(Data provided Opens)

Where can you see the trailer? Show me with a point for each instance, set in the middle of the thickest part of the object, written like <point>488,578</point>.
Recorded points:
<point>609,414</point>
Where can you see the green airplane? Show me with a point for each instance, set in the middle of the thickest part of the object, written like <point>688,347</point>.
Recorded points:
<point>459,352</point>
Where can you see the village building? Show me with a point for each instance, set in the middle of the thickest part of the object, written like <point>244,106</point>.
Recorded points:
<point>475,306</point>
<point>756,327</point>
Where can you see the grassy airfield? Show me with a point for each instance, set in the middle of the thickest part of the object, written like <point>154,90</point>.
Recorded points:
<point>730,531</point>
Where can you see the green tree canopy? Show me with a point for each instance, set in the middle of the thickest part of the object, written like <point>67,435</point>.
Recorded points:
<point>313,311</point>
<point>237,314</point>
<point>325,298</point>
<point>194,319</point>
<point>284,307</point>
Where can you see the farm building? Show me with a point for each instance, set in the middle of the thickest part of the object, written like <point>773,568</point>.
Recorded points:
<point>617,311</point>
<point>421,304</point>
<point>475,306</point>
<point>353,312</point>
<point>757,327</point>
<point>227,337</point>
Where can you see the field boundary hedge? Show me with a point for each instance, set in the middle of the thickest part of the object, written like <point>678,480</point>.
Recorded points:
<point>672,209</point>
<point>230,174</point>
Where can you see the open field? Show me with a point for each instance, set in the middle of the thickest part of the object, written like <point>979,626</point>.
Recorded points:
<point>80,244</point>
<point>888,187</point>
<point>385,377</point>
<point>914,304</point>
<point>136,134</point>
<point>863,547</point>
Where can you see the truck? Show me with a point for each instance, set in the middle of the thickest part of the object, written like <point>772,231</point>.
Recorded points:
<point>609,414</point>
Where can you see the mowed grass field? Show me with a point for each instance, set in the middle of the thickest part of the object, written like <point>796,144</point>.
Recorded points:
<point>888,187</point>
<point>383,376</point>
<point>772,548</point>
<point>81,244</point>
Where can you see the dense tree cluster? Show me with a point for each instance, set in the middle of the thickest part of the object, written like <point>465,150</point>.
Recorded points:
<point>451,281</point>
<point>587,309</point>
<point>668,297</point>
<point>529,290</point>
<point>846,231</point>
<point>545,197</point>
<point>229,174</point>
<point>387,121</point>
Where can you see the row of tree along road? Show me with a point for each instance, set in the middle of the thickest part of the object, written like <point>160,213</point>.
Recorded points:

(Data provided Closes)

Go through the data above and copy all of it exactly.

*Result below*:
Where can you see the trailer? Show me with a point for each instance, set in the middle of the thickest part of the object, written like <point>488,578</point>.
Recorded points:
<point>609,414</point>
Where can you see the green airplane? Show me with a point for each instance, set in the middle of the thickest part of the object, written like <point>688,347</point>.
Recorded points:
<point>459,352</point>
Where can you see the village building? Show me with a point for each instance, set in the middle of the thickest part of the object, written like <point>244,106</point>.
Recorded points:
<point>475,306</point>
<point>756,327</point>
Where can you see the grassy airfield? Show me with a point for each instance, set in the middle of the thickest part of the object, written like <point>154,90</point>.
Recorded points:
<point>730,531</point>
Where can you see the green tree canopy? Show me with a point for each instance, set in the middle of the thickest part of the object, written like <point>67,435</point>.
Recorded points:
<point>313,311</point>
<point>237,314</point>
<point>325,298</point>
<point>194,319</point>
<point>284,307</point>
Where can you see the farm building? Show me with a point for each instance, set in the middle of the thickest part of the object, written like <point>773,568</point>.
Recorded points:
<point>617,311</point>
<point>421,304</point>
<point>475,306</point>
<point>353,312</point>
<point>757,327</point>
<point>227,337</point>
Where can you see the field boundary hedge? Show me with a point for each instance, set in the middle of the thickest part of the object, written like <point>678,480</point>.
Recorded points:
<point>672,209</point>
<point>230,174</point>
Where can you see the open field? Show me with a point for each instance, set in the middle of the thickest part of the object, written like <point>979,626</point>.
Recorded points:
<point>80,244</point>
<point>888,187</point>
<point>385,377</point>
<point>914,304</point>
<point>136,134</point>
<point>863,547</point>
Where can you see the truck? Show me with a point for each instance, set in the middle of the thickest part of the object, written like <point>772,231</point>.
Recorded points:
<point>609,414</point>
Where can you see the mowed grass field? Show me with a point for each instance, set in the middle of the thickest part of the object, written like <point>796,144</point>.
Recorded points:
<point>888,187</point>
<point>383,376</point>
<point>772,548</point>
<point>81,244</point>
Where can you see the dense tree cluster? Show me with a point for each instance, set in the middle of the thickest part of the object, written like <point>465,150</point>.
Recorded points:
<point>451,281</point>
<point>587,309</point>
<point>668,297</point>
<point>529,290</point>
<point>846,231</point>
<point>545,197</point>
<point>229,174</point>
<point>387,121</point>
Where can you see the row of tree along road? Show me with a point for each instance, set in the middle of the thickest part of the object, written like <point>160,213</point>.
Recorded points:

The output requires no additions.